**Written exercise 1:** Find every line in the rows below that contains the string "white" and copy each one.
── Page text
Canon 5D MkII Audio Hacked

5D Mark Free audio meters from Trammell Hudson on Vimeo.

Well, its happened. The audio function has been hacked on the 5D MkII to allow an override on the automatic gain control. This is superb news and my congratulations go to Hudson for this.
There's a thread on the Cinema 5D forum exploring this update to the camera's firmware.


  1. Now this is a headscratcher...why are people expending huge amounts of effort trying to overcome the 5D MkII's massive video shortcomings, when they can spend far less money and just go out and buy a video-cam that does the business?

    Most if not all the hyped DSLR-vid I've seen is only possible because of a huge number of bolt on accessories/lights/models/external audio gear/helicopters/replacing the ambient audio with music etc...and it STILL doesn't look like 'cinema'...and why are we trying to ape cinema anyway?

  2. I agree a little that a descent £3000 video camera will make life easier as it will have full manual controls and also XLR mic inputs, and be in a form factor that is designed for shooting video.
    However, models in this price bracket, and even much more expensive video cameras, cannot come close to producing the visuals that the 5D MkII can produce. This is where the strength of the camera lays and this is exactly the reason why so many people are finding out ways to overcome the camera's other shortcomings.

  3. Don't get me wrong, it's a lovely machine and a dynamite combo-camera but I suspect Canon is deliberately limiting it to 'persuade' people to eventually move sideways into using their excellent series of camcorders.

    The old saying is that good video is mostly audio...the 5DmkII has poor audio (that drifts according to some complaints)and I think a lot of photographers in particular are being (understandably) sidetracked into considering visuals only, when video is a combination medium.

    In 'visuals' terms, the camera is only strong when its used in combination with specialist or fast aperture lenses which you have to obtain in addition to the camera body, unlike a lot of camcorders, and as long as the 5D MkII shoots 30p and not 25p, it's never really gonna have that elusive 'cinematic' look which seems to be what everyone is going for.

    In the actuality/doco/photojournalism sphere, lots of great (and great looking) reportage films have been shot with out-of-the-box cracking little (and relatively cheap) camcorders like the old-skool Sony PD150's, Panasonic DVX 100's and newer cams like the Sony HVR A1E and Canon HV20.

    The 5DMkII seems to be forcing people to make compromises in pursuit of something they can't really get with the basic camera, when perhaps they should be either exploring what they CAN get with it, or using another camera...but if photographers are just stuck on thinking 'cinematic' and figure that means bolting on a steadycam worth twice as much as the camera and shooting every scene at F1.2, then I guess Citizen Kane isn't cinema...most of that movie is sharp as a tack from front to back ;)
────
── Data for this exercise
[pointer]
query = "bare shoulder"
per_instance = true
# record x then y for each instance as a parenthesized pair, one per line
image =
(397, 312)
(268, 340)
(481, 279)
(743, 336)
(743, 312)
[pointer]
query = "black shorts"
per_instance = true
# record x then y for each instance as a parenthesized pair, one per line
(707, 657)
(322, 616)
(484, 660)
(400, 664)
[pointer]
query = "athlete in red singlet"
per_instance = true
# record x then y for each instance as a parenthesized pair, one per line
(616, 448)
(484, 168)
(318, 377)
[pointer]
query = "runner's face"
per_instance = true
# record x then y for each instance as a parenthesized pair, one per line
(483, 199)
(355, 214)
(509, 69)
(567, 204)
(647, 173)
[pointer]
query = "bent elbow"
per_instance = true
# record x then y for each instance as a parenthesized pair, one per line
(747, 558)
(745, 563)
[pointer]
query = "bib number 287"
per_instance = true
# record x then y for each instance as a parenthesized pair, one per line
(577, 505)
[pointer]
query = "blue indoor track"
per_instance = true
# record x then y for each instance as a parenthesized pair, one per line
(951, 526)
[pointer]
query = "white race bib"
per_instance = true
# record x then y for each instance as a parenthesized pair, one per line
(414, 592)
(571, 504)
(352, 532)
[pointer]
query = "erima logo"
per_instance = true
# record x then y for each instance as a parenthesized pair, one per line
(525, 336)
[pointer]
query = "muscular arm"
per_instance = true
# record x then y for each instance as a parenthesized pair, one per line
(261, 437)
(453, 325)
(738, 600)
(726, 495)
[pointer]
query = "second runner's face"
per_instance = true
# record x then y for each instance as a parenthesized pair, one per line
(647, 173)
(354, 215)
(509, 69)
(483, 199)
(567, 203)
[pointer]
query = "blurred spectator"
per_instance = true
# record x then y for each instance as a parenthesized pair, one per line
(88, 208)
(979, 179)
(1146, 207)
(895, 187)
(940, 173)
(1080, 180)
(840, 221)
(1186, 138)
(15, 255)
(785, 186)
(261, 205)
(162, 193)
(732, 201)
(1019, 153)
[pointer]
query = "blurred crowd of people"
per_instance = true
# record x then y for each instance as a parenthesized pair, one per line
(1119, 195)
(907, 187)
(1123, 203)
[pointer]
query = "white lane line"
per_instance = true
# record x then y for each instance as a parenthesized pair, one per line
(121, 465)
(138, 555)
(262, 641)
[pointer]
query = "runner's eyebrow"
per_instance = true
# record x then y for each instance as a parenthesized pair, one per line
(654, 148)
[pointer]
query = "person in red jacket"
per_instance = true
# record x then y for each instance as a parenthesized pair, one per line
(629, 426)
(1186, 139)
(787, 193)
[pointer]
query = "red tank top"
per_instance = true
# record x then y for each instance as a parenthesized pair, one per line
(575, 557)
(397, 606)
────
**Written exercise 2:** Output the passage of the 5D MkII audio post from "3. Don't get" up to and including "a combination medium.", copied verbatim.

**Right answer 1:**
query = "white race bib"
query = "white lane line"

**Right answer 2:**
3. Don't get me wrong, it's a lovely machine and a dynamite combo-camera but I suspect Canon is deliberately limiting it to 'persuade' people to eventually move sideways into using their excellent series of camcorders.

    The old saying is that good video is mostly audio...the 5DmkII has poor audio (that drifts according to some complaints)and I think a lot of photographers in particular are being (understandably) sidetracked into considering visuals only, when video is a combination medium.